Individua nei dati qui sotto ogni riga che contiene la parola "sign" e ricopiala.
### Dati disponibili
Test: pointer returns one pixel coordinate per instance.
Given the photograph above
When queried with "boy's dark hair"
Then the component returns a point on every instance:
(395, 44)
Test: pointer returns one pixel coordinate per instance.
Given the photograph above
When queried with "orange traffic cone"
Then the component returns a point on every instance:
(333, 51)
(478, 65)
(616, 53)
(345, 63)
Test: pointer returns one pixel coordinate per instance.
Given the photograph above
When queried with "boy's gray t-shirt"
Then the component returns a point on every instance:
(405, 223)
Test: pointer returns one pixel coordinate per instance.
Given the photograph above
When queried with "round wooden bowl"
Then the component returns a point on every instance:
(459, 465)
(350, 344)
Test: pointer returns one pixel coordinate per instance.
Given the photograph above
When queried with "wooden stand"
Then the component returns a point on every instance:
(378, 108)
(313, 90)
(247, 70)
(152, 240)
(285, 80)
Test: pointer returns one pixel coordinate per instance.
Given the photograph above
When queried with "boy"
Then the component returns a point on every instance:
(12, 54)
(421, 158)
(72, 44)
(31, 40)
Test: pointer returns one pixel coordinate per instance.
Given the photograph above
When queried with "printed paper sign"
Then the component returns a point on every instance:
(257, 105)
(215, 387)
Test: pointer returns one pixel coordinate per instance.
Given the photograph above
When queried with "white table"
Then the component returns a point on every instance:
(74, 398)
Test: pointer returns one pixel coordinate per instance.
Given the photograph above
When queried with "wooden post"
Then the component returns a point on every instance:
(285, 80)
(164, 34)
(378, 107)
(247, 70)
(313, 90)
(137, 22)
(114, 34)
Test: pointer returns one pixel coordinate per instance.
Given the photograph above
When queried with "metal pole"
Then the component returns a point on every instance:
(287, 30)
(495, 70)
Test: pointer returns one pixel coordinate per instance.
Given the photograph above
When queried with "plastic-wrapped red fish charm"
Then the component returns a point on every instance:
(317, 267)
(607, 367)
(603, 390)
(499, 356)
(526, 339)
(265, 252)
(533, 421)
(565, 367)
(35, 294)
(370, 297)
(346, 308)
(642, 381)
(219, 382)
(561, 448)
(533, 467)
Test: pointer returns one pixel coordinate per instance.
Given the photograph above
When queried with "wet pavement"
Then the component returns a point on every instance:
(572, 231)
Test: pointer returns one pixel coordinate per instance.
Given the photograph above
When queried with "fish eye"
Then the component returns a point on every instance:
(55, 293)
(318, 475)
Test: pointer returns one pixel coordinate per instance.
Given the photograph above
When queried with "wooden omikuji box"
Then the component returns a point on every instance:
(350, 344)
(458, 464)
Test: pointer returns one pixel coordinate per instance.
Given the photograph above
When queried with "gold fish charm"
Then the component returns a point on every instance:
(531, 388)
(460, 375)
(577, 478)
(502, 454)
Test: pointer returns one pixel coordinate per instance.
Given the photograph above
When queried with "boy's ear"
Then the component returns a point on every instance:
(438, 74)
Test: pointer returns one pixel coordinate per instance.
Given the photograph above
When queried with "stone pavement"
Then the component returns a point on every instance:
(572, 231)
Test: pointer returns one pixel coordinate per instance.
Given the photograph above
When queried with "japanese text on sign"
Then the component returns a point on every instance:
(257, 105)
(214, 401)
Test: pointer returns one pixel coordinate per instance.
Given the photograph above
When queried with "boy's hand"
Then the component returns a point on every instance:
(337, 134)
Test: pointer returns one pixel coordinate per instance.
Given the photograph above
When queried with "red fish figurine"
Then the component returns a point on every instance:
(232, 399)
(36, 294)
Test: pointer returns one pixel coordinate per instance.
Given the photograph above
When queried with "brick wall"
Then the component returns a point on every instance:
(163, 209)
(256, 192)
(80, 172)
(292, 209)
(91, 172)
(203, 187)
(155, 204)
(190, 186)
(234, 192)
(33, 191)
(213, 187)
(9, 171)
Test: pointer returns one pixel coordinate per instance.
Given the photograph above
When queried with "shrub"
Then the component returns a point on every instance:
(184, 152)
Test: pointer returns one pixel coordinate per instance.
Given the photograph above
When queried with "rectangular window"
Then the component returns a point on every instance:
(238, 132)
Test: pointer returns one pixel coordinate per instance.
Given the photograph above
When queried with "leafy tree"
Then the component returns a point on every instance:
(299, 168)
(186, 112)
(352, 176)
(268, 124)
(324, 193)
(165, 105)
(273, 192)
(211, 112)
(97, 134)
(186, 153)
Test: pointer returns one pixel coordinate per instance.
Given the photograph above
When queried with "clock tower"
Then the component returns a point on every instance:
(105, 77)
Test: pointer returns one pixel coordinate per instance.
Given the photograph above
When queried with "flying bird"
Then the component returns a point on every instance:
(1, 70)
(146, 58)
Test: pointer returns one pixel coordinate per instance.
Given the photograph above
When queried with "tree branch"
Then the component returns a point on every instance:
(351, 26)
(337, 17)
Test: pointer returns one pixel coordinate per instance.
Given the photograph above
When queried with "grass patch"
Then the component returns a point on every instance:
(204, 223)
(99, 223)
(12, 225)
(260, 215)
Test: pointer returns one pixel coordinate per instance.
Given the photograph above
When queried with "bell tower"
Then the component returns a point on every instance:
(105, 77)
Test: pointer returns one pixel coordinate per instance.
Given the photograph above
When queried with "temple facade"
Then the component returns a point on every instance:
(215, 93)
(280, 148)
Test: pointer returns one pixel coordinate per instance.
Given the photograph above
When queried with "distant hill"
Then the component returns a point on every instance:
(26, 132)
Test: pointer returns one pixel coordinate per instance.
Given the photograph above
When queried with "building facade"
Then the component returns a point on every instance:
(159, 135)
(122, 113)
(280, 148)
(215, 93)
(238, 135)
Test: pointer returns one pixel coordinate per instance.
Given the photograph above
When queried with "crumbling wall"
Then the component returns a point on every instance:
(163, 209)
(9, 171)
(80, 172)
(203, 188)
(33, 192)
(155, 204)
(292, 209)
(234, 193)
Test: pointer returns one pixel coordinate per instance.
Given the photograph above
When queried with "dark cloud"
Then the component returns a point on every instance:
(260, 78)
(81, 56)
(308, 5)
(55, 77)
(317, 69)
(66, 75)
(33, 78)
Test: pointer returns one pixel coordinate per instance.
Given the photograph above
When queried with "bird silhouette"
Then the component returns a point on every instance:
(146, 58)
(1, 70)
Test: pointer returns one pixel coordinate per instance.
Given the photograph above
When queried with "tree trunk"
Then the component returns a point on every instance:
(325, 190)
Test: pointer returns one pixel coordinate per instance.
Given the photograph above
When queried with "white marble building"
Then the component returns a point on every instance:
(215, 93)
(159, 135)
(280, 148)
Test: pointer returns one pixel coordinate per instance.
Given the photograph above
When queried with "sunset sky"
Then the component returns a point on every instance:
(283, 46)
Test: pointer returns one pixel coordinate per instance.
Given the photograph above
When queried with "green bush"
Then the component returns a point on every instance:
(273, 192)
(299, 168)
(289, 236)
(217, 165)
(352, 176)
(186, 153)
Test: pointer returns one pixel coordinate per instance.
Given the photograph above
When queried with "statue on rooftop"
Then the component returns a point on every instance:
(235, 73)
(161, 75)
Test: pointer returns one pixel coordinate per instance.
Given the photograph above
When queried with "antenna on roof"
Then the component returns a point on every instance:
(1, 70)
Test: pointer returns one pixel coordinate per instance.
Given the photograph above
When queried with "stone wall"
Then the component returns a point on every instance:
######
### Dati disponibili
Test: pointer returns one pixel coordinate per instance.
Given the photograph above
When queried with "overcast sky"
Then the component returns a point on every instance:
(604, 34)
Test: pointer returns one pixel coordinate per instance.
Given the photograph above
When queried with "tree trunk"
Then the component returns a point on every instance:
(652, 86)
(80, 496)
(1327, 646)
######
### Dati disponibili
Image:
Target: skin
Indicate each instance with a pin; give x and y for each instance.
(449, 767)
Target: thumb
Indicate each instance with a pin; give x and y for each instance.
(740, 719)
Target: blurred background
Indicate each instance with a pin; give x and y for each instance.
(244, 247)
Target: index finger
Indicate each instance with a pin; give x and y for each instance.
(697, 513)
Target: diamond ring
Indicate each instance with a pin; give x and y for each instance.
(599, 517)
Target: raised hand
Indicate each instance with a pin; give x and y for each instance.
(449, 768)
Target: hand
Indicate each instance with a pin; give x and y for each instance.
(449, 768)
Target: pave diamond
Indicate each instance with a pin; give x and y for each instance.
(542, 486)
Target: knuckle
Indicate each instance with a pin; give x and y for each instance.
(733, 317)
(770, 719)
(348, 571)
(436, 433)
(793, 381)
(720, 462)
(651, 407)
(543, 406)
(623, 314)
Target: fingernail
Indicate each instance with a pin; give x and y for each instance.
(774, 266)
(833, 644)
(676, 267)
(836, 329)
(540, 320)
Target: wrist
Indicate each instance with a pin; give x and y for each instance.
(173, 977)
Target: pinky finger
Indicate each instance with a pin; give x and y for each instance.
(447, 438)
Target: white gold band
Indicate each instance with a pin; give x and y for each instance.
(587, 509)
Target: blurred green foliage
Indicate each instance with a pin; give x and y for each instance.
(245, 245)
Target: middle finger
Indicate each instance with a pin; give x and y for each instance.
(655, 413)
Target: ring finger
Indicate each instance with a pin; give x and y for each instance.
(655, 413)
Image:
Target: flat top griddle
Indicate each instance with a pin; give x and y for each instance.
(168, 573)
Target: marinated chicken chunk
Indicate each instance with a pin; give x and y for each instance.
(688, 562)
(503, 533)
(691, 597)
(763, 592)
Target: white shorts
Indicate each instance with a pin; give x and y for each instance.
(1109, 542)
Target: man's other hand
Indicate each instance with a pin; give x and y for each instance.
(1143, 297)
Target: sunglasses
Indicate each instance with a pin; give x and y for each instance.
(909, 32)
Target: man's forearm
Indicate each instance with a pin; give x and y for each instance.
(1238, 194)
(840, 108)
######
- _Esercizio svolto_:
When queried with "printed paper sign"
When queried with "japanese text on sign"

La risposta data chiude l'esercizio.